- Written request -
Could you lay out the lines from the one containing "Indicate the sky" through the end of the items as a Markdown table, with each row's number under n and its text under Line, including both end lines and skipping any blank lines?

- Data shown -
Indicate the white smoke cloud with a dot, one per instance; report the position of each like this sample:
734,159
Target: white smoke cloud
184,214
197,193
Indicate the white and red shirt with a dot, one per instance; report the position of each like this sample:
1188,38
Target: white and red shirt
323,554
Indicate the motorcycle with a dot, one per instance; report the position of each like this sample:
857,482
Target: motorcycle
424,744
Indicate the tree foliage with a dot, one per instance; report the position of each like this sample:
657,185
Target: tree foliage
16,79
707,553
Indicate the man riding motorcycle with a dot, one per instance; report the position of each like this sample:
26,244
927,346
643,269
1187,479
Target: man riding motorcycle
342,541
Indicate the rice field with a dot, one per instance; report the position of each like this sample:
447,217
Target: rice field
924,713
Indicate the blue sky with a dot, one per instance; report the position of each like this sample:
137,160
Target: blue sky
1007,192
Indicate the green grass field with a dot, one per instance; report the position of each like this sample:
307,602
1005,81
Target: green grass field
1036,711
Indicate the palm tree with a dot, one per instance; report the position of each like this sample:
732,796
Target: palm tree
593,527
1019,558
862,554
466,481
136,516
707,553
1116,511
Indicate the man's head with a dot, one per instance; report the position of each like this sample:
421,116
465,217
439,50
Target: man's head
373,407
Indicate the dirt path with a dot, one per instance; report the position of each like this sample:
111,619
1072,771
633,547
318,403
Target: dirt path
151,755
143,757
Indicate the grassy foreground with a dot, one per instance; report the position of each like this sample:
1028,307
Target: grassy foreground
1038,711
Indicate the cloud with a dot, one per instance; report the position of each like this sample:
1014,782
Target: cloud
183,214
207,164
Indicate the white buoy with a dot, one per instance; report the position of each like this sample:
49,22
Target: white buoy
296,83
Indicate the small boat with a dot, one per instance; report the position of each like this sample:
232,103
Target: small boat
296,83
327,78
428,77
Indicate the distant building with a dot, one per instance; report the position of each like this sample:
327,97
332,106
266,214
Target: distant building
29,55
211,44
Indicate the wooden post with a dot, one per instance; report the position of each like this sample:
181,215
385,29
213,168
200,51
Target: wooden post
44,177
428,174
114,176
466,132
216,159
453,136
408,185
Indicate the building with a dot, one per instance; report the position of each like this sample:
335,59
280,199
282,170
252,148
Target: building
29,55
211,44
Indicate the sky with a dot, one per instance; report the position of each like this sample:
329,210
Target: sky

- Output of the exercise -
| n | Line |
|---|---|
| 1 | Indicate the sky with a dot, one per instance; report the position of each like this sample: |
| 2 | 329,210 |
| 3 | Target: sky |